START The data
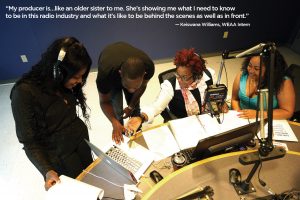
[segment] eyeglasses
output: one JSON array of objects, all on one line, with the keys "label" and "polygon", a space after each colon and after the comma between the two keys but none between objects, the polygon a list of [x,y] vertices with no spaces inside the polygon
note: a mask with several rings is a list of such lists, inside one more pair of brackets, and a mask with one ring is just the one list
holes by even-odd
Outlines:
[{"label": "eyeglasses", "polygon": [[187,82],[189,80],[191,80],[193,78],[193,75],[191,76],[180,76],[177,72],[174,72],[174,75],[176,76],[176,78],[179,78],[180,80]]}]

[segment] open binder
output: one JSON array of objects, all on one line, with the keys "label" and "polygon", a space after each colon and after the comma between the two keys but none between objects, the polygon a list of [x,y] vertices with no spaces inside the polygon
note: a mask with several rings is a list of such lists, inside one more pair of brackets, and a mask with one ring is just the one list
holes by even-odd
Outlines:
[{"label": "open binder", "polygon": [[220,118],[223,120],[222,124],[209,114],[175,119],[143,132],[143,136],[154,154],[154,160],[158,161],[180,150],[196,147],[205,138],[249,124],[248,120],[238,118],[236,111],[225,113],[223,119],[222,116]]},{"label": "open binder", "polygon": [[[253,133],[259,131],[259,128],[253,130],[251,129],[253,127],[247,127],[254,123],[253,119],[242,119],[237,115],[238,112],[234,110],[222,114],[221,124],[209,114],[175,119],[158,128],[144,131],[143,136],[149,150],[154,154],[154,160],[158,161],[180,150],[196,147],[199,141],[217,137],[220,134],[224,135],[229,131],[244,132],[244,129]],[[273,127],[274,140],[298,141],[286,120],[273,120]]]}]

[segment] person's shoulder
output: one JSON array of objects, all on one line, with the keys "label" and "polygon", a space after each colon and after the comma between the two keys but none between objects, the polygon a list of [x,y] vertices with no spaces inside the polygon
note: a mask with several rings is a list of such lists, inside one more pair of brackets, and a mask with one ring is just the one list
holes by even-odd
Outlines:
[{"label": "person's shoulder", "polygon": [[243,72],[243,71],[240,71],[240,72],[238,72],[237,73],[237,76],[247,76],[248,75],[248,73],[246,73],[246,72]]},{"label": "person's shoulder", "polygon": [[292,78],[290,75],[285,75],[285,76],[283,77],[283,79],[284,79],[284,80],[291,80],[291,81],[293,81],[293,78]]},{"label": "person's shoulder", "polygon": [[107,44],[106,46],[103,47],[101,53],[100,53],[100,57],[102,57],[103,55],[106,57],[107,55],[110,55],[111,53],[114,52],[119,52],[120,50],[129,47],[130,45],[126,42],[114,42],[114,43],[110,43]]},{"label": "person's shoulder", "polygon": [[237,82],[240,82],[241,79],[245,79],[247,78],[247,74],[245,74],[244,72],[238,72],[235,77],[234,77],[234,80],[237,81]]},{"label": "person's shoulder", "polygon": [[234,77],[234,83],[233,83],[233,87],[235,87],[234,85],[236,85],[236,87],[240,87],[239,85],[245,85],[247,81],[247,74],[245,74],[244,72],[238,72],[235,77]]},{"label": "person's shoulder", "polygon": [[282,82],[283,84],[293,84],[293,80],[290,78],[290,77],[288,77],[288,76],[285,76],[284,78],[283,78],[283,82]]},{"label": "person's shoulder", "polygon": [[118,42],[112,43],[112,45],[116,45],[116,46],[118,46],[118,45],[132,46],[132,45],[130,45],[129,43],[124,42],[124,41],[118,41]]},{"label": "person's shoulder", "polygon": [[14,90],[18,90],[18,91],[30,92],[35,89],[36,87],[30,81],[22,81],[14,85]]},{"label": "person's shoulder", "polygon": [[11,98],[31,96],[37,90],[36,86],[28,81],[16,83],[11,90]]}]

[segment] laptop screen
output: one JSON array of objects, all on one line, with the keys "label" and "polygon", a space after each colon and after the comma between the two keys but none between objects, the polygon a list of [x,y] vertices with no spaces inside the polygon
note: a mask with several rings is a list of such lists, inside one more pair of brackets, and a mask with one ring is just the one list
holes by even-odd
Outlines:
[{"label": "laptop screen", "polygon": [[254,138],[258,132],[259,121],[253,122],[218,135],[202,139],[198,142],[192,156],[205,158],[229,147],[244,144]]},{"label": "laptop screen", "polygon": [[[106,155],[103,151],[101,151],[98,147],[96,147],[94,144],[91,142],[85,140],[86,143],[90,146],[91,150],[100,158],[102,159],[102,162],[106,162],[112,169],[117,171],[119,174],[124,176],[130,183],[136,184],[137,180],[133,176],[133,174],[125,169],[122,165],[114,161],[112,158],[110,158],[108,155]],[[127,183],[126,183],[127,184]]]}]

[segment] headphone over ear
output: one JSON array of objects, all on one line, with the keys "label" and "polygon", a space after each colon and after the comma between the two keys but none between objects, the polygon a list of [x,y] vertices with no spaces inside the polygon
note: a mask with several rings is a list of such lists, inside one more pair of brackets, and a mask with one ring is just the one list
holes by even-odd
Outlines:
[{"label": "headphone over ear", "polygon": [[66,51],[63,48],[60,49],[57,57],[57,61],[53,66],[53,78],[57,82],[61,82],[64,79],[61,68],[62,68],[62,61],[65,58],[65,55],[66,55]]}]

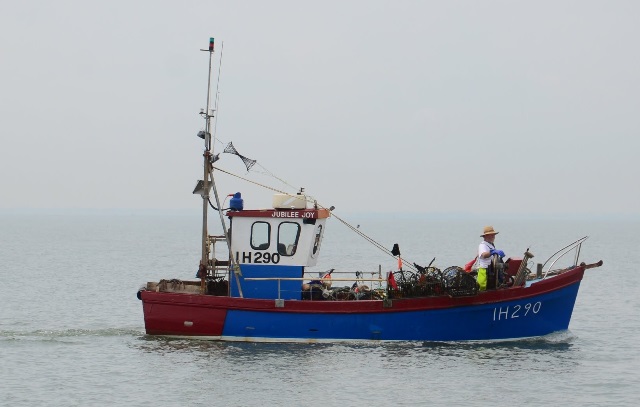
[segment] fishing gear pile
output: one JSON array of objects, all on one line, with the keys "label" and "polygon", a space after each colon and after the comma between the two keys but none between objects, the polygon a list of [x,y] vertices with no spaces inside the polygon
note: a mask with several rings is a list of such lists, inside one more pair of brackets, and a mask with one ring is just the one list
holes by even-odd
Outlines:
[{"label": "fishing gear pile", "polygon": [[389,298],[415,298],[448,295],[476,295],[476,279],[462,268],[451,266],[444,271],[437,267],[422,267],[414,263],[417,272],[399,270],[390,276],[395,285],[388,287]]}]

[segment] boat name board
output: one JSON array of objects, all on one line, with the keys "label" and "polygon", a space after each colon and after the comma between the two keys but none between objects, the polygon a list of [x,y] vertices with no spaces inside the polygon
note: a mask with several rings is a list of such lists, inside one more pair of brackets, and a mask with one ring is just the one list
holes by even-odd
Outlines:
[{"label": "boat name board", "polygon": [[535,302],[533,304],[529,302],[525,305],[516,304],[511,309],[509,309],[509,306],[506,306],[504,308],[496,307],[493,309],[493,320],[503,321],[507,319],[531,316],[540,312],[540,308],[542,308],[541,301]]},{"label": "boat name board", "polygon": [[278,264],[280,254],[269,252],[236,252],[236,263]]},{"label": "boat name board", "polygon": [[229,211],[227,212],[227,216],[242,218],[324,219],[330,216],[330,212],[327,209],[259,209]]},{"label": "boat name board", "polygon": [[276,211],[271,215],[272,218],[303,218],[314,219],[316,218],[316,211]]}]

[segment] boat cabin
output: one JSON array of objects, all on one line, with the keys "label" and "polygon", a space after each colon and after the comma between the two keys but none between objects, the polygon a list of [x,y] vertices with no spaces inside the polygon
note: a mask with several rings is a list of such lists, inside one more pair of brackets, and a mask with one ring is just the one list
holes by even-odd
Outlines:
[{"label": "boat cabin", "polygon": [[304,195],[276,194],[272,209],[236,209],[227,216],[231,252],[241,271],[229,276],[230,295],[301,299],[304,269],[318,262],[329,210],[308,209]]}]

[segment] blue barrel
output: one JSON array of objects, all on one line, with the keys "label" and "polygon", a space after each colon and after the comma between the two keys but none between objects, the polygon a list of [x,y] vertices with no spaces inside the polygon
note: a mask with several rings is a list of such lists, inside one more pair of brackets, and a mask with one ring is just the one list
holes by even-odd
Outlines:
[{"label": "blue barrel", "polygon": [[244,201],[240,192],[236,192],[229,201],[229,209],[232,211],[241,211],[244,208]]}]

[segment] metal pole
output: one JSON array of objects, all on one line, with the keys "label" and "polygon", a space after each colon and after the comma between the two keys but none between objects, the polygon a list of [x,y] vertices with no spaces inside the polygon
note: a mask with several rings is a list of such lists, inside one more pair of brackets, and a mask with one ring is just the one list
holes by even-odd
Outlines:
END The data
Task to complete
A line belongs in the answer if it contains the word "segment"; copy every such line from the data above.

Task solution
[segment] eyeglasses
[segment] open binder
[segment] person's shoulder
[segment] laptop screen
[segment] headphone over ear
[segment] fishing gear pile
[segment] boat name board
[segment] boat cabin
[segment] blue barrel
[segment] metal pole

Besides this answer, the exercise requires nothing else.